→ The task
From the material below, pick out each line containing the string "surface", treating uppercase and lowercase as distinct.

→ Task inputs
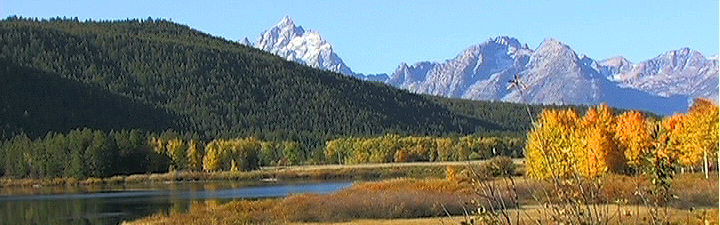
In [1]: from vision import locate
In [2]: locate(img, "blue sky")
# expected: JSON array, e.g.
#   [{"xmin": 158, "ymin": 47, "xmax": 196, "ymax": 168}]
[{"xmin": 0, "ymin": 0, "xmax": 720, "ymax": 73}]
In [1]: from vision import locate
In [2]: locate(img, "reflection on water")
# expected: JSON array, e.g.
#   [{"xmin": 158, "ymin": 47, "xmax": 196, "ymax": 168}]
[{"xmin": 0, "ymin": 182, "xmax": 350, "ymax": 224}]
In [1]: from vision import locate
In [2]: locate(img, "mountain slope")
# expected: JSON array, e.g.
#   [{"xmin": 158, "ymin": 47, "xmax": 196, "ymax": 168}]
[
  {"xmin": 0, "ymin": 59, "xmax": 177, "ymax": 140},
  {"xmin": 387, "ymin": 37, "xmax": 704, "ymax": 114},
  {"xmin": 0, "ymin": 18, "xmax": 500, "ymax": 143},
  {"xmin": 248, "ymin": 16, "xmax": 353, "ymax": 75},
  {"xmin": 601, "ymin": 48, "xmax": 718, "ymax": 101}
]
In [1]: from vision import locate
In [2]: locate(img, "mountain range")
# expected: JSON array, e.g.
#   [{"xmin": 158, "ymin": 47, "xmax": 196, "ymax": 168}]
[{"xmin": 243, "ymin": 17, "xmax": 718, "ymax": 114}]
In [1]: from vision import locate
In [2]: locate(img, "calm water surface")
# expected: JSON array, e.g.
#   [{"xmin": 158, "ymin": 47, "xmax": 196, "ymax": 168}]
[{"xmin": 0, "ymin": 181, "xmax": 351, "ymax": 224}]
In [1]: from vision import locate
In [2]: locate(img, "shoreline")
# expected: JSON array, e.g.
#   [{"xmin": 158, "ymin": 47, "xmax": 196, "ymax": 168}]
[{"xmin": 0, "ymin": 159, "xmax": 506, "ymax": 187}]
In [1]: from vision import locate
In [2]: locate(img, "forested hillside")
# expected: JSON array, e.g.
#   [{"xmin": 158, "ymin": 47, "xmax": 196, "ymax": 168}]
[
  {"xmin": 0, "ymin": 17, "xmax": 624, "ymax": 153},
  {"xmin": 0, "ymin": 18, "xmax": 499, "ymax": 144}
]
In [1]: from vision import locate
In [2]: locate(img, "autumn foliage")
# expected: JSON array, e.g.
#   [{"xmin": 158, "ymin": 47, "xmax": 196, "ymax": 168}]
[{"xmin": 525, "ymin": 99, "xmax": 718, "ymax": 179}]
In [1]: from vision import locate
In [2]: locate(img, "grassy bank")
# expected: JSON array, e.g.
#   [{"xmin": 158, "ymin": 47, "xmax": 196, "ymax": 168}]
[
  {"xmin": 0, "ymin": 161, "xmax": 506, "ymax": 187},
  {"xmin": 130, "ymin": 174, "xmax": 718, "ymax": 224}
]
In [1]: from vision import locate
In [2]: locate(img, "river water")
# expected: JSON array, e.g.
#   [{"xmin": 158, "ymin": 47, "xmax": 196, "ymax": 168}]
[{"xmin": 0, "ymin": 181, "xmax": 351, "ymax": 224}]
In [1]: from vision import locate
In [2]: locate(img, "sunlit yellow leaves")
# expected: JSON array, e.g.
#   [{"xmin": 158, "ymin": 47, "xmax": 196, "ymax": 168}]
[
  {"xmin": 525, "ymin": 109, "xmax": 578, "ymax": 179},
  {"xmin": 614, "ymin": 111, "xmax": 652, "ymax": 167},
  {"xmin": 677, "ymin": 98, "xmax": 718, "ymax": 166}
]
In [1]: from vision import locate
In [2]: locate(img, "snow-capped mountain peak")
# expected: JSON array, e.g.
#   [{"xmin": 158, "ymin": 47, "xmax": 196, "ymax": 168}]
[{"xmin": 249, "ymin": 16, "xmax": 353, "ymax": 75}]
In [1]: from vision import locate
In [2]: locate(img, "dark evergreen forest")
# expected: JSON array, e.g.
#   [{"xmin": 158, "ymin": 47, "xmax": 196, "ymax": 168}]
[{"xmin": 0, "ymin": 17, "xmax": 620, "ymax": 177}]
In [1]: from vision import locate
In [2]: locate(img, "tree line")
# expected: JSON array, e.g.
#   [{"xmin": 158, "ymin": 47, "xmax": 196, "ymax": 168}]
[
  {"xmin": 0, "ymin": 128, "xmax": 301, "ymax": 178},
  {"xmin": 323, "ymin": 134, "xmax": 523, "ymax": 164},
  {"xmin": 525, "ymin": 98, "xmax": 719, "ymax": 178},
  {"xmin": 0, "ymin": 128, "xmax": 523, "ymax": 178}
]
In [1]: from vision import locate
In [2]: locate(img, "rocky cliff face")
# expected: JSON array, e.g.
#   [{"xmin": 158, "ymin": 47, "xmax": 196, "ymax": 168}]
[
  {"xmin": 611, "ymin": 48, "xmax": 718, "ymax": 101},
  {"xmin": 246, "ymin": 17, "xmax": 718, "ymax": 114},
  {"xmin": 242, "ymin": 16, "xmax": 353, "ymax": 75}
]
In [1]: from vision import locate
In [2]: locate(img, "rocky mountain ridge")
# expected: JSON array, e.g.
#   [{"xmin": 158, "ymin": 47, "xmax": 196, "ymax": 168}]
[{"xmin": 242, "ymin": 17, "xmax": 718, "ymax": 114}]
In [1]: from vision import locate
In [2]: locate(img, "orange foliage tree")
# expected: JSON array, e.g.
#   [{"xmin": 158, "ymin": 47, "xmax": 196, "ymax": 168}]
[
  {"xmin": 678, "ymin": 98, "xmax": 718, "ymax": 170},
  {"xmin": 614, "ymin": 111, "xmax": 652, "ymax": 169},
  {"xmin": 525, "ymin": 109, "xmax": 578, "ymax": 179}
]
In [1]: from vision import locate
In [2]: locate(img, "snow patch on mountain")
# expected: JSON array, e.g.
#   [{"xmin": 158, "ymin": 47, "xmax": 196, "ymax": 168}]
[{"xmin": 242, "ymin": 16, "xmax": 353, "ymax": 75}]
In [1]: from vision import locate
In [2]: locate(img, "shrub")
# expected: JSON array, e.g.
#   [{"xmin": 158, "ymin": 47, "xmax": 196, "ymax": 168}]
[{"xmin": 480, "ymin": 156, "xmax": 516, "ymax": 177}]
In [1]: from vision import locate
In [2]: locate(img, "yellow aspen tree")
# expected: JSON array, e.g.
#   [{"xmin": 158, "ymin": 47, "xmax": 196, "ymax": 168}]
[
  {"xmin": 680, "ymin": 98, "xmax": 718, "ymax": 169},
  {"xmin": 574, "ymin": 104, "xmax": 624, "ymax": 177},
  {"xmin": 525, "ymin": 109, "xmax": 578, "ymax": 179},
  {"xmin": 166, "ymin": 138, "xmax": 187, "ymax": 170},
  {"xmin": 150, "ymin": 137, "xmax": 166, "ymax": 154},
  {"xmin": 203, "ymin": 140, "xmax": 220, "ymax": 172},
  {"xmin": 186, "ymin": 139, "xmax": 202, "ymax": 171},
  {"xmin": 435, "ymin": 138, "xmax": 452, "ymax": 161},
  {"xmin": 657, "ymin": 113, "xmax": 686, "ymax": 164},
  {"xmin": 613, "ymin": 111, "xmax": 652, "ymax": 168}
]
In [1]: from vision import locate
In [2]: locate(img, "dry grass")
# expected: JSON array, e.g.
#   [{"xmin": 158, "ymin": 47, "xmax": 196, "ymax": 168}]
[
  {"xmin": 0, "ymin": 165, "xmax": 460, "ymax": 187},
  {"xmin": 128, "ymin": 179, "xmax": 474, "ymax": 224},
  {"xmin": 122, "ymin": 171, "xmax": 718, "ymax": 224},
  {"xmin": 290, "ymin": 206, "xmax": 718, "ymax": 225}
]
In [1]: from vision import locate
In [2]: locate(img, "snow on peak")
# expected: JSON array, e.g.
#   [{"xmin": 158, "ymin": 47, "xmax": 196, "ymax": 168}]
[
  {"xmin": 275, "ymin": 16, "xmax": 295, "ymax": 27},
  {"xmin": 250, "ymin": 16, "xmax": 353, "ymax": 75}
]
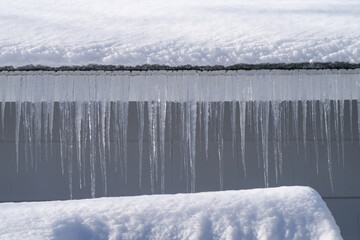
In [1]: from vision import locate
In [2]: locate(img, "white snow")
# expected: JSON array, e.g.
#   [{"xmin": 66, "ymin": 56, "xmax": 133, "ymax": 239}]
[
  {"xmin": 0, "ymin": 187, "xmax": 341, "ymax": 240},
  {"xmin": 0, "ymin": 0, "xmax": 360, "ymax": 66}
]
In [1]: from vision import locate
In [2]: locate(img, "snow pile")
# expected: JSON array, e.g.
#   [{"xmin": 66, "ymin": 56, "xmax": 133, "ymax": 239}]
[
  {"xmin": 0, "ymin": 187, "xmax": 341, "ymax": 240},
  {"xmin": 0, "ymin": 0, "xmax": 360, "ymax": 66}
]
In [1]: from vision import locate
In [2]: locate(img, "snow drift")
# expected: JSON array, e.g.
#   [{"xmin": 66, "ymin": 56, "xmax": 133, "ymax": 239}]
[
  {"xmin": 0, "ymin": 0, "xmax": 360, "ymax": 66},
  {"xmin": 0, "ymin": 187, "xmax": 341, "ymax": 240}
]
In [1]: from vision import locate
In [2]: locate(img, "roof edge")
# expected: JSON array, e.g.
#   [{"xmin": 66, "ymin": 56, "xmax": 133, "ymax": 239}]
[{"xmin": 0, "ymin": 62, "xmax": 360, "ymax": 72}]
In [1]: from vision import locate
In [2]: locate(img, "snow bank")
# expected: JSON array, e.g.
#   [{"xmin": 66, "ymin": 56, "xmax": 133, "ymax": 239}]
[
  {"xmin": 0, "ymin": 0, "xmax": 360, "ymax": 66},
  {"xmin": 0, "ymin": 187, "xmax": 341, "ymax": 240}
]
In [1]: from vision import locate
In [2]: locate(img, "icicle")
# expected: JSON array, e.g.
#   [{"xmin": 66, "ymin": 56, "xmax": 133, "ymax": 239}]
[
  {"xmin": 291, "ymin": 100, "xmax": 299, "ymax": 154},
  {"xmin": 260, "ymin": 102, "xmax": 269, "ymax": 187},
  {"xmin": 239, "ymin": 101, "xmax": 246, "ymax": 178},
  {"xmin": 311, "ymin": 101, "xmax": 319, "ymax": 174},
  {"xmin": 0, "ymin": 102, "xmax": 6, "ymax": 140},
  {"xmin": 15, "ymin": 101, "xmax": 21, "ymax": 172},
  {"xmin": 33, "ymin": 102, "xmax": 42, "ymax": 166},
  {"xmin": 98, "ymin": 101, "xmax": 107, "ymax": 196},
  {"xmin": 253, "ymin": 101, "xmax": 261, "ymax": 168},
  {"xmin": 66, "ymin": 102, "xmax": 74, "ymax": 199},
  {"xmin": 88, "ymin": 102, "xmax": 97, "ymax": 198},
  {"xmin": 301, "ymin": 100, "xmax": 307, "ymax": 161},
  {"xmin": 105, "ymin": 101, "xmax": 111, "ymax": 164},
  {"xmin": 349, "ymin": 98, "xmax": 354, "ymax": 143},
  {"xmin": 230, "ymin": 101, "xmax": 236, "ymax": 158},
  {"xmin": 59, "ymin": 102, "xmax": 66, "ymax": 175},
  {"xmin": 204, "ymin": 101, "xmax": 210, "ymax": 160},
  {"xmin": 47, "ymin": 102, "xmax": 54, "ymax": 156},
  {"xmin": 75, "ymin": 101, "xmax": 83, "ymax": 188},
  {"xmin": 136, "ymin": 102, "xmax": 144, "ymax": 189},
  {"xmin": 41, "ymin": 102, "xmax": 49, "ymax": 161},
  {"xmin": 323, "ymin": 100, "xmax": 334, "ymax": 192},
  {"xmin": 189, "ymin": 102, "xmax": 196, "ymax": 193},
  {"xmin": 118, "ymin": 102, "xmax": 129, "ymax": 182},
  {"xmin": 356, "ymin": 99, "xmax": 360, "ymax": 144},
  {"xmin": 271, "ymin": 101, "xmax": 282, "ymax": 183},
  {"xmin": 166, "ymin": 102, "xmax": 173, "ymax": 172},
  {"xmin": 339, "ymin": 99, "xmax": 345, "ymax": 168},
  {"xmin": 184, "ymin": 102, "xmax": 192, "ymax": 192},
  {"xmin": 159, "ymin": 101, "xmax": 166, "ymax": 193},
  {"xmin": 330, "ymin": 100, "xmax": 340, "ymax": 164},
  {"xmin": 148, "ymin": 102, "xmax": 157, "ymax": 194},
  {"xmin": 79, "ymin": 102, "xmax": 90, "ymax": 188},
  {"xmin": 216, "ymin": 102, "xmax": 224, "ymax": 191}
]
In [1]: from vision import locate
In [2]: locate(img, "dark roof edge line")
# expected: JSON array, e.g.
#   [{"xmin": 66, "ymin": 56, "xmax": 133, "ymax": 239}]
[{"xmin": 0, "ymin": 62, "xmax": 360, "ymax": 72}]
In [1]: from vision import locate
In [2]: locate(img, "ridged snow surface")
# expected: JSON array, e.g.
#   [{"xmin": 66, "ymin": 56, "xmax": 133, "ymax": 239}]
[
  {"xmin": 0, "ymin": 0, "xmax": 360, "ymax": 66},
  {"xmin": 0, "ymin": 187, "xmax": 342, "ymax": 240},
  {"xmin": 0, "ymin": 70, "xmax": 360, "ymax": 197}
]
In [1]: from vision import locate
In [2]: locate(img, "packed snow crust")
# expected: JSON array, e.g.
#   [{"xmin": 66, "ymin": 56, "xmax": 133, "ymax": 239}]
[
  {"xmin": 0, "ymin": 0, "xmax": 360, "ymax": 66},
  {"xmin": 0, "ymin": 187, "xmax": 341, "ymax": 240}
]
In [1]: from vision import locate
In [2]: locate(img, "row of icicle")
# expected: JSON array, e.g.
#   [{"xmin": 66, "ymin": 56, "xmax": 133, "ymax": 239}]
[{"xmin": 0, "ymin": 100, "xmax": 360, "ymax": 198}]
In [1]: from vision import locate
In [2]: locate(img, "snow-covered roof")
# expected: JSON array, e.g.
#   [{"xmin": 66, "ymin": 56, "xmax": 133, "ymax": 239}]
[
  {"xmin": 0, "ymin": 187, "xmax": 341, "ymax": 240},
  {"xmin": 0, "ymin": 0, "xmax": 360, "ymax": 66}
]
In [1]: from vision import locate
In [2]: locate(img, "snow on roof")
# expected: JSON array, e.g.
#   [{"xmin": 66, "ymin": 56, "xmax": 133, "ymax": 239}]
[
  {"xmin": 0, "ymin": 187, "xmax": 341, "ymax": 240},
  {"xmin": 0, "ymin": 0, "xmax": 360, "ymax": 66}
]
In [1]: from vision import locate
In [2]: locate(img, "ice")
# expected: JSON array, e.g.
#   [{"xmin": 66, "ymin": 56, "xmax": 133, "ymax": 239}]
[
  {"xmin": 0, "ymin": 69, "xmax": 360, "ymax": 197},
  {"xmin": 137, "ymin": 102, "xmax": 144, "ymax": 188},
  {"xmin": 239, "ymin": 101, "xmax": 246, "ymax": 178}
]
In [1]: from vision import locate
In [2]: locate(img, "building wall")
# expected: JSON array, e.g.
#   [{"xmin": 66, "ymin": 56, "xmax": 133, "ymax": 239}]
[{"xmin": 0, "ymin": 102, "xmax": 360, "ymax": 239}]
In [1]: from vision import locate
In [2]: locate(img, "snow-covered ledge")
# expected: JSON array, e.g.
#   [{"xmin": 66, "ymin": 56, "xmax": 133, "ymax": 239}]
[
  {"xmin": 0, "ymin": 69, "xmax": 360, "ymax": 102},
  {"xmin": 0, "ymin": 187, "xmax": 341, "ymax": 240}
]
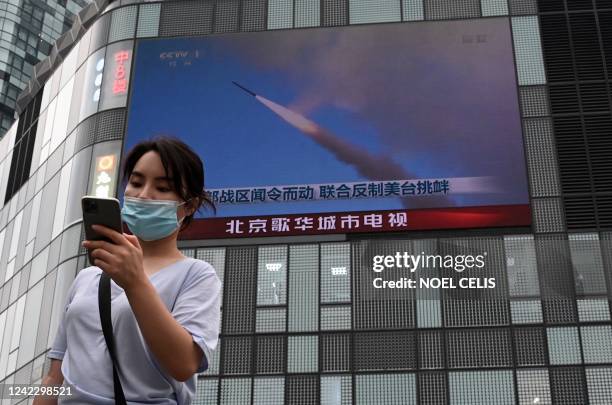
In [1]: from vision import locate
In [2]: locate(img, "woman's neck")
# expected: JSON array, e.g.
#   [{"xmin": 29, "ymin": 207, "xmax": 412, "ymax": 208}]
[{"xmin": 139, "ymin": 238, "xmax": 183, "ymax": 261}]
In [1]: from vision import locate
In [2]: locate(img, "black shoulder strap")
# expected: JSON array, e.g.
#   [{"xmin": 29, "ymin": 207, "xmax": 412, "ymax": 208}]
[{"xmin": 98, "ymin": 271, "xmax": 127, "ymax": 405}]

→ Response
In [2]: locate(img, "calm water surface")
In [2]: locate(img, "ridged snow surface")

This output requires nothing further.